%%
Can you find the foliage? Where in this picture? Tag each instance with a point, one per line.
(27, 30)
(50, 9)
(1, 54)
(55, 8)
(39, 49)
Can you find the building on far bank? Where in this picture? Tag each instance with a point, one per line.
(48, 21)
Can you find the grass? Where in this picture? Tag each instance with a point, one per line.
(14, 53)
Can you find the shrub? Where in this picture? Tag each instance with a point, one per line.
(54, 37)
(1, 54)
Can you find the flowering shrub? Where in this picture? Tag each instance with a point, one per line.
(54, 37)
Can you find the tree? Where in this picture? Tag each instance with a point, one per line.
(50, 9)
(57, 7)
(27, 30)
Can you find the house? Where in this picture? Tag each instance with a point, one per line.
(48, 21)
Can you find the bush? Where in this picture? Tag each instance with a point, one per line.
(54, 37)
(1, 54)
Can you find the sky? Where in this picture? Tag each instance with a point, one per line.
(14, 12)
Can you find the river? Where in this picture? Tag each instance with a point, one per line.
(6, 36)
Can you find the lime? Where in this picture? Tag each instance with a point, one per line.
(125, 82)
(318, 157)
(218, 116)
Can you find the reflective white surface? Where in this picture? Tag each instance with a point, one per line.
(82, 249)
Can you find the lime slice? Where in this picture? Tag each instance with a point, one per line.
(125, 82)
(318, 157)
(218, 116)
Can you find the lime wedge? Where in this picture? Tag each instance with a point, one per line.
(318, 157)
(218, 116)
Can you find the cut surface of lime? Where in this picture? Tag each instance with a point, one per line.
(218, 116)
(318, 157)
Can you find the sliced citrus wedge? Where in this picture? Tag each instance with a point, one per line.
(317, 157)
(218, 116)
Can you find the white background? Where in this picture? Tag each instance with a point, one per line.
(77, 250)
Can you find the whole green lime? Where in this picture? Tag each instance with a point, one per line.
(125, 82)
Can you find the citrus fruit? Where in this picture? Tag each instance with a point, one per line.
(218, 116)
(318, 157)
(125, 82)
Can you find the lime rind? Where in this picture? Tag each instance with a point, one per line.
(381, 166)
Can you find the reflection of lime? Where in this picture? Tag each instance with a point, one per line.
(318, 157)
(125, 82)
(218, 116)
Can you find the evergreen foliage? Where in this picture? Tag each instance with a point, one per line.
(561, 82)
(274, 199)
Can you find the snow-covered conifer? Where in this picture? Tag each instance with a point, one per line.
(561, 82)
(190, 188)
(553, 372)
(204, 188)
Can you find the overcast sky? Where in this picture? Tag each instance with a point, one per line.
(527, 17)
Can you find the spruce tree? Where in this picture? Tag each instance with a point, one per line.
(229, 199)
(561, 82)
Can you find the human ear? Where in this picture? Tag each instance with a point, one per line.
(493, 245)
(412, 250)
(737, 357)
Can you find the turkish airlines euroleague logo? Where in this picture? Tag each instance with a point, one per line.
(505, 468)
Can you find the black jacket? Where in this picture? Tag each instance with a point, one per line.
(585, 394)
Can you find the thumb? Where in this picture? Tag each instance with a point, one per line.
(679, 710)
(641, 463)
%%
**Required work**
Extract all the material, leaving every line as it is.

**Exercise answer**
Can you find the foliage? Where in this picture? Tag each instance with a point, one per line.
(27, 30)
(50, 9)
(1, 54)
(55, 8)
(39, 49)
Can you find the building on far bank? Where in this picture? Tag each instance with a point, one per line.
(48, 21)
Can you find the grass? Where in this picture? Tag each instance with a point, one per line.
(14, 53)
Can you find the shrub? Where in this picture? Tag each instance with a point, one per line.
(54, 37)
(1, 54)
Can you find the flowering shrub? Where in this picture? Tag each instance with a point, one per line.
(54, 37)
Can you find the tree? Where in this picture? Tag each instance with a point, one per line.
(50, 9)
(57, 7)
(27, 30)
Can you find the house? Where in this picture? Tag each instance with a point, one per line.
(48, 21)
Can you find the bush? Where in this picture? Tag each instance with a point, one per line.
(54, 37)
(1, 54)
Can you find the sky? Where in this picture? Tag each instance with a point, one per line.
(14, 12)
Can you find the river? Where in this picture? Tag each instance with a point, one per line.
(6, 36)
Can you find the lime? Where in this picture? Tag each instance with a point, one per line.
(125, 82)
(318, 157)
(218, 116)
Can you find the reflective white surface? Where in this picture? Tag each instance with a point, one per line.
(82, 249)
Can you find the lime slice? Where in this picture? Tag each instance with a point, one per line.
(125, 82)
(318, 157)
(218, 116)
Can you find the lime wedge? Where in this picture? Tag each instance with a point, one per line.
(318, 157)
(218, 116)
Can you find the cut surface of lime? Where in this picture? Tag each instance with a point, one per line.
(218, 116)
(318, 157)
Can you find the sliced citrus wedge? Where in this picture? Tag each instance with a point, one per line.
(317, 157)
(218, 116)
Can you find the white background? Where in this picture? Tag each instance with a point, one per line.
(77, 250)
Can you find the whole green lime? Where in this picture? Tag each instance with a point, one per line.
(125, 82)
Can you find the citrus fruit? Where in this picture? Tag each instance with a point, one per line.
(218, 116)
(318, 157)
(125, 82)
Can you find the lime rind? Where in this picture? Tag each instance with a point, one per line.
(381, 166)
Can you find the reflection of lime? Where in this picture? Tag each instance with a point, one per line.
(318, 157)
(125, 82)
(218, 116)
Can you find the evergreen foliage? Where in this picture? Tag each instance with a point, one per line.
(561, 82)
(274, 199)
Can you find the snow-covered conifer? Where in this picture? Tag each instance with a point, one per line.
(561, 82)
(190, 188)
(553, 372)
(204, 188)
Can you find the overcast sky? Where in this picture? Tag each instance with a point, one per line.
(527, 17)
Can you find the spruce tree? Where in this picture? Tag each instance with a point, one per line.
(229, 199)
(561, 82)
Can you find the human ear? Where in this picture? Tag each instance with a point, one per line.
(493, 245)
(412, 250)
(737, 357)
Can you find the turkish airlines euroleague logo? Where in this picture? Tag each instance with a point, one per line.
(505, 468)
Can you find the black jacket? Where in this picture? Tag each instance with a point, one per line.
(585, 394)
Can you find the thumb? Where in this picture? Tag each instance with a point, one per line.
(679, 710)
(641, 463)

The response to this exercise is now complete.